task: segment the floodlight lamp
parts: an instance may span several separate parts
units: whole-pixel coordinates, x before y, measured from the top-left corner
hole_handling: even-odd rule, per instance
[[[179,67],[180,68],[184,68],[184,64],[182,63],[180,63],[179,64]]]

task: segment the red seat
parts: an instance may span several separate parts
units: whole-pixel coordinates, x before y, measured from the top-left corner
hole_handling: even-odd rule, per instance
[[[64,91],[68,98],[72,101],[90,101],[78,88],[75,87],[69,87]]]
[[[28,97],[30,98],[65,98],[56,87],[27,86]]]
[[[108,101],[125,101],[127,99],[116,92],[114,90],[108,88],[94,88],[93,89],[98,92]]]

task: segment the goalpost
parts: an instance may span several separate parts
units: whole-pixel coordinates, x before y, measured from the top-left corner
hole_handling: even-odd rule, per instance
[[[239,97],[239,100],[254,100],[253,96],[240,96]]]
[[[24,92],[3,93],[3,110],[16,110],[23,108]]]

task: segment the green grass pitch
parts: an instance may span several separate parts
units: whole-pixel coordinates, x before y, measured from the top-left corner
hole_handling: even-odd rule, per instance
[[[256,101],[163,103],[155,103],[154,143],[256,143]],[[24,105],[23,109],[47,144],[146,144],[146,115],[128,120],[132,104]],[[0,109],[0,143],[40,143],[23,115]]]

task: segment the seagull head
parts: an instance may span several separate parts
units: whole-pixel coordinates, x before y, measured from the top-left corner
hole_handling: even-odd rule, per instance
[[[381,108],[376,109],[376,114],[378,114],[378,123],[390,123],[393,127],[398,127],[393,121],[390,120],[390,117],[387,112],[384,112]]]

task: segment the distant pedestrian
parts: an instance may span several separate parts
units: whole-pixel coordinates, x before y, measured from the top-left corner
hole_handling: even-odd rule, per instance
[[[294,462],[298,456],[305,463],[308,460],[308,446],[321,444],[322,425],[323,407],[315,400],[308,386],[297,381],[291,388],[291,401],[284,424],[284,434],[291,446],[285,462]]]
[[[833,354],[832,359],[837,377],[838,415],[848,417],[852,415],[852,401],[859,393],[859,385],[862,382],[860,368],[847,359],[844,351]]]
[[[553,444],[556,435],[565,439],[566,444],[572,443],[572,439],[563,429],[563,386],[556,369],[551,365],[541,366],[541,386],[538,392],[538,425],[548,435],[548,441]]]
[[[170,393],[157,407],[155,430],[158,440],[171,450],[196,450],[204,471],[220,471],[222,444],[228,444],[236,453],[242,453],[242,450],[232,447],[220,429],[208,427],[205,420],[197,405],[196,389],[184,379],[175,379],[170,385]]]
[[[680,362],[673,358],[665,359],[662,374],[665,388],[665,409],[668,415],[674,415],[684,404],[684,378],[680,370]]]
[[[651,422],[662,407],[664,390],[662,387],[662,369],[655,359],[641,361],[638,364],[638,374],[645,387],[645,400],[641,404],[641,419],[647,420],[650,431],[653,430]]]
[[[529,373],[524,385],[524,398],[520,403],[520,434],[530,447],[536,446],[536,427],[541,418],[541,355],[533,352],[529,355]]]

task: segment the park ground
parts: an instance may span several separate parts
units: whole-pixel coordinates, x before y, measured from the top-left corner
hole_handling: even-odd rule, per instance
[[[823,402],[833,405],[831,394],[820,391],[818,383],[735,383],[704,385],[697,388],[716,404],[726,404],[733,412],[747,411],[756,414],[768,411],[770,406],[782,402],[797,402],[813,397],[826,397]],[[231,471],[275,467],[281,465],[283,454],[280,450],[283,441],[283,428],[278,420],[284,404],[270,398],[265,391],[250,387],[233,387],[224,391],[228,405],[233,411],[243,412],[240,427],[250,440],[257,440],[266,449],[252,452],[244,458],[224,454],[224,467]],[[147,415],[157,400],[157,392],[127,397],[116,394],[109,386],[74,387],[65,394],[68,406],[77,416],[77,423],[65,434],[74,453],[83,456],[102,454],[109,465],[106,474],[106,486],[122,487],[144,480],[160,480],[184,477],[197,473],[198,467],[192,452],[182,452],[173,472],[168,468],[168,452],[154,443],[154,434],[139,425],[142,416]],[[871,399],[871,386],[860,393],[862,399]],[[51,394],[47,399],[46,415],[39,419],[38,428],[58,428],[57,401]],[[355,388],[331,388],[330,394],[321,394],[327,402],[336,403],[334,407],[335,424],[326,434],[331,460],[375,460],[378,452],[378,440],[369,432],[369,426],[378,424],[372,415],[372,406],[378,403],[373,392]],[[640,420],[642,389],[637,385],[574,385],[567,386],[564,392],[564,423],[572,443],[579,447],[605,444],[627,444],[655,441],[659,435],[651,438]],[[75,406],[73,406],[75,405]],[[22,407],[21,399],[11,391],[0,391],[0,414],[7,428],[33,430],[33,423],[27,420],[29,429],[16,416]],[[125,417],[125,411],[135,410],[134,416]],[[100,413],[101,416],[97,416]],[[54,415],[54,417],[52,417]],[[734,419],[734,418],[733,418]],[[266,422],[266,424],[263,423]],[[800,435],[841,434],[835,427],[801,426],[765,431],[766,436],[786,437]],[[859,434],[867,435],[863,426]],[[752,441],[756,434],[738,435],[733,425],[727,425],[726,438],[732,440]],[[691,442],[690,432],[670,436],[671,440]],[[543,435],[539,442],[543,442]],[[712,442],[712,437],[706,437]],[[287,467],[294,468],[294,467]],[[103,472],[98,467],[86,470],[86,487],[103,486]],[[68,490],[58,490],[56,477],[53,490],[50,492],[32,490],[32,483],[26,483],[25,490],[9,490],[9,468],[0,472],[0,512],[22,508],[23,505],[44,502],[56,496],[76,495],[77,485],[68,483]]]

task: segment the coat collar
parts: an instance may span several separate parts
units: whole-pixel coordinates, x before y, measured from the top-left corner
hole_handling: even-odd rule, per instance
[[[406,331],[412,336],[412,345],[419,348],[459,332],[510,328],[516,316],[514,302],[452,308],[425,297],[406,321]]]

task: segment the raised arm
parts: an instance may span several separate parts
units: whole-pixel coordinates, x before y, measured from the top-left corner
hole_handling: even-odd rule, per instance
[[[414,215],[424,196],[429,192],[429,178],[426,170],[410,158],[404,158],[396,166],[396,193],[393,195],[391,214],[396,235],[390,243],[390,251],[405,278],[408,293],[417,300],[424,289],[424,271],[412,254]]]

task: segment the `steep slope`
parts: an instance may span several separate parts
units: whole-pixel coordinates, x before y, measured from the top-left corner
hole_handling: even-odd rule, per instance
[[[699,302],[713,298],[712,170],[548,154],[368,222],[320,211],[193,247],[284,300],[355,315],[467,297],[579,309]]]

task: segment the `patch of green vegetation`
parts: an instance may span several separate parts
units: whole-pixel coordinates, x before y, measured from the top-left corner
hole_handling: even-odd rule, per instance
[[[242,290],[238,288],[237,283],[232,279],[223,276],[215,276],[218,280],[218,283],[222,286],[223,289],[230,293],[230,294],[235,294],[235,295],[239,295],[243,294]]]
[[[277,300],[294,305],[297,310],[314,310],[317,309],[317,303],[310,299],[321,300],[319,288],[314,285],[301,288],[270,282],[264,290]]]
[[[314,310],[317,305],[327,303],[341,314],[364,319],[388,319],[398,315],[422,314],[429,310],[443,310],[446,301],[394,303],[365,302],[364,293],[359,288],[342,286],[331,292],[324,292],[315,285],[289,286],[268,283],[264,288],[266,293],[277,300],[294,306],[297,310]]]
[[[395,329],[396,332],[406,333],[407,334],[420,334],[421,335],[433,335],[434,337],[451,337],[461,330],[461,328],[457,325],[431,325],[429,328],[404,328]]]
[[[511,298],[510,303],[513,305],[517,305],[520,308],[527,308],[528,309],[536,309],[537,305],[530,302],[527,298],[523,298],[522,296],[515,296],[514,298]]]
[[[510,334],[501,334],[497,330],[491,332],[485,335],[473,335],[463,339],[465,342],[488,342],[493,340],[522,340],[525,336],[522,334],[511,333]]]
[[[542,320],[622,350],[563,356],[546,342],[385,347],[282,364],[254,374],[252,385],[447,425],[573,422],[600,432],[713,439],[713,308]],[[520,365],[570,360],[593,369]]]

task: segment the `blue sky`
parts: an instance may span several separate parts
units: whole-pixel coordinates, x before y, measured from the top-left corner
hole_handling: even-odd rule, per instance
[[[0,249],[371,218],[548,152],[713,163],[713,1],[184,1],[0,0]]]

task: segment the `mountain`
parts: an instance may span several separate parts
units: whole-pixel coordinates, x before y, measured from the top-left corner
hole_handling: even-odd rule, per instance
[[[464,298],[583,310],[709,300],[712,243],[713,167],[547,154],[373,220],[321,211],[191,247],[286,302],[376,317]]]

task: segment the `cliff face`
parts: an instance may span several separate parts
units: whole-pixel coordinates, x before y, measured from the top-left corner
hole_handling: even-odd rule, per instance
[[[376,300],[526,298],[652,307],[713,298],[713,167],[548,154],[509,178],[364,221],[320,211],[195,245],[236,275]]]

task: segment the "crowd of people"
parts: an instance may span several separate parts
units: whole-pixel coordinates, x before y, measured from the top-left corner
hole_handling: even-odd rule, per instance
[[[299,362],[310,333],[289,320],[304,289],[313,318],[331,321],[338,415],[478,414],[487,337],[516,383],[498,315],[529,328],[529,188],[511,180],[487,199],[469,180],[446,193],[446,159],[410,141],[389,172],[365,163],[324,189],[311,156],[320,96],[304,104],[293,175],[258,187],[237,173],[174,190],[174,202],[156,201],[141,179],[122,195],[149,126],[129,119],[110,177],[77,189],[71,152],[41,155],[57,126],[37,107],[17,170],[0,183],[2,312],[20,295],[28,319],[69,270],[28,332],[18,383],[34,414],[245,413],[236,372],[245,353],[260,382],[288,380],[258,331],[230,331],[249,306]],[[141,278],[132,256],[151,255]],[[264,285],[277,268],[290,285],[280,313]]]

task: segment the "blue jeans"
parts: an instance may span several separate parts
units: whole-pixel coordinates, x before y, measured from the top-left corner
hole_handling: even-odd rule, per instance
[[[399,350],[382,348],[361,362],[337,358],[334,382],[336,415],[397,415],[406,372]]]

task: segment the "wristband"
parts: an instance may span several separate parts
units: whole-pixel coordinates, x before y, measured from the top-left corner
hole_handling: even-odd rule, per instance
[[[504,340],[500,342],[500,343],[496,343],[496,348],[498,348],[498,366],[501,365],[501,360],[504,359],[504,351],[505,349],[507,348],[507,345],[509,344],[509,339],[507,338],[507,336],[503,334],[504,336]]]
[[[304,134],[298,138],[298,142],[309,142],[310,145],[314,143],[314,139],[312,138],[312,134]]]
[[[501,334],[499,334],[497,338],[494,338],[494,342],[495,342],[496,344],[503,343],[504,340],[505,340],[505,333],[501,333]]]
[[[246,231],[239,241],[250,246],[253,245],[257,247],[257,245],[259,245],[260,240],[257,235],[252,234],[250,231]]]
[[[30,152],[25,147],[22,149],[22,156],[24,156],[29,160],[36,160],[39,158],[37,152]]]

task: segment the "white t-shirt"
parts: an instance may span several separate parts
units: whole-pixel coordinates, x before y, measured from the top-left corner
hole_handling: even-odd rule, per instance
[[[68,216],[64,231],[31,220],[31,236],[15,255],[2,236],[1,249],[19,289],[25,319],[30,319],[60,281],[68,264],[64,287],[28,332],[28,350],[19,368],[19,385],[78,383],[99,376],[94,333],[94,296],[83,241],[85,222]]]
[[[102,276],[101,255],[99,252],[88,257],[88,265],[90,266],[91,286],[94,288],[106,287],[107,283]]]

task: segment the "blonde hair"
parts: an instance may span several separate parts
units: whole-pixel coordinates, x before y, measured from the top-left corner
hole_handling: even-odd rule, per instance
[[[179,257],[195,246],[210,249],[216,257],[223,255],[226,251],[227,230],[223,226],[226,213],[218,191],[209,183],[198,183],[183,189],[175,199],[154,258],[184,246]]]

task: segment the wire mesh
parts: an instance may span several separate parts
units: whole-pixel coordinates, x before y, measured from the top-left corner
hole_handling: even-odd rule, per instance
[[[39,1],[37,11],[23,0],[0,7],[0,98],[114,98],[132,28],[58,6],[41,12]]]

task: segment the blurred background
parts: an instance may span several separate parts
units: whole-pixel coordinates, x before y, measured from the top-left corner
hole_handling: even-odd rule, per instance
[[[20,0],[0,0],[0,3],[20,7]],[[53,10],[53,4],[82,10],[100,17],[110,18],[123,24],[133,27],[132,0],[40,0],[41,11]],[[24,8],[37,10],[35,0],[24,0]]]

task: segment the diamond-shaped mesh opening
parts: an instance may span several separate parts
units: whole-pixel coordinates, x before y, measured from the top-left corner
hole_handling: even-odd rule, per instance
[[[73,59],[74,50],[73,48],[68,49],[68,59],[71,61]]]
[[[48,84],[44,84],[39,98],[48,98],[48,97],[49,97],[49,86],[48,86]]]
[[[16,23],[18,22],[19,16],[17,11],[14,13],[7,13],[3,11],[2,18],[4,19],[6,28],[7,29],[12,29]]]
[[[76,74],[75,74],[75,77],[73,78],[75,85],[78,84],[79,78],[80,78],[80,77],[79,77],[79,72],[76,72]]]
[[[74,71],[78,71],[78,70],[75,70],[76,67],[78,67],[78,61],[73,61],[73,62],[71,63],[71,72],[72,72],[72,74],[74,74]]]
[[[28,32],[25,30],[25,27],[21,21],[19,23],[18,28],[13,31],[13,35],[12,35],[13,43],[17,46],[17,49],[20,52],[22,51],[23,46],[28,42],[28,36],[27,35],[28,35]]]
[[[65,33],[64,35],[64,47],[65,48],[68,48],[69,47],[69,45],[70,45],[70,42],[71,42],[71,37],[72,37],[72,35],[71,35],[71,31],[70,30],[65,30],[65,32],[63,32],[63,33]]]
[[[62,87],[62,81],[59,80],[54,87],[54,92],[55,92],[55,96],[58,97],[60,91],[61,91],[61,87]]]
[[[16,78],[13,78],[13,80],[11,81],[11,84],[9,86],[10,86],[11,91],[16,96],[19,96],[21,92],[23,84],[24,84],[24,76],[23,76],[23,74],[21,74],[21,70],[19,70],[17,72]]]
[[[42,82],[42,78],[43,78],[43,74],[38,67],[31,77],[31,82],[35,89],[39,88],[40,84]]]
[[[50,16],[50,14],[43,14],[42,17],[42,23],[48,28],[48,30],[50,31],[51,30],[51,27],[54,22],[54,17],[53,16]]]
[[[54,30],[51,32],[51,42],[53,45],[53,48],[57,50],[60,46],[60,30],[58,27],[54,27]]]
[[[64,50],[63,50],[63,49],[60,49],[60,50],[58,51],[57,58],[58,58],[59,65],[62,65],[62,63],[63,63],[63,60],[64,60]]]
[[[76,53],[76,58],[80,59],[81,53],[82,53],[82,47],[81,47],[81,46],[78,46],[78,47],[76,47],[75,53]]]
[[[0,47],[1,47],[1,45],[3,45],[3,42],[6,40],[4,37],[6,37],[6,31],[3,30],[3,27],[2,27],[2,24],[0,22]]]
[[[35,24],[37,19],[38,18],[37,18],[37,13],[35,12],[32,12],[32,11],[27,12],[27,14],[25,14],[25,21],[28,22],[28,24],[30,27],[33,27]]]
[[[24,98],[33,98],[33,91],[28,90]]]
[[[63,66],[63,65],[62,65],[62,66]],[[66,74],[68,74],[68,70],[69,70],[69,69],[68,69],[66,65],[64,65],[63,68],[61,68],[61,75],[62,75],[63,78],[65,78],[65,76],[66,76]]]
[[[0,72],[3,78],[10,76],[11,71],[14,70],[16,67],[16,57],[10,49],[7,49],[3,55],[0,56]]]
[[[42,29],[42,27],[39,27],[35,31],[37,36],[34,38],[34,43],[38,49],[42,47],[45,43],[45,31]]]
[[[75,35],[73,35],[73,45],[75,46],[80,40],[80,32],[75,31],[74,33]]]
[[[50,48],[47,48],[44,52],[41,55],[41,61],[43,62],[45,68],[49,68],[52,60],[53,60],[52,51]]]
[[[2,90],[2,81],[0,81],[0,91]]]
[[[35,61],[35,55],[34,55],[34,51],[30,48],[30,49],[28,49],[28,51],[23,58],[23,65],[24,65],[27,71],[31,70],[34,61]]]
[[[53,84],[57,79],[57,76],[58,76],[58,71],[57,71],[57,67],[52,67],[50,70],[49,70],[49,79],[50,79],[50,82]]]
_____
→ **Task brief**: Print each line in the records where the word "blue" appears.

→ **Final result**:
task: segment the `blue sky`
task: segment the "blue jeans"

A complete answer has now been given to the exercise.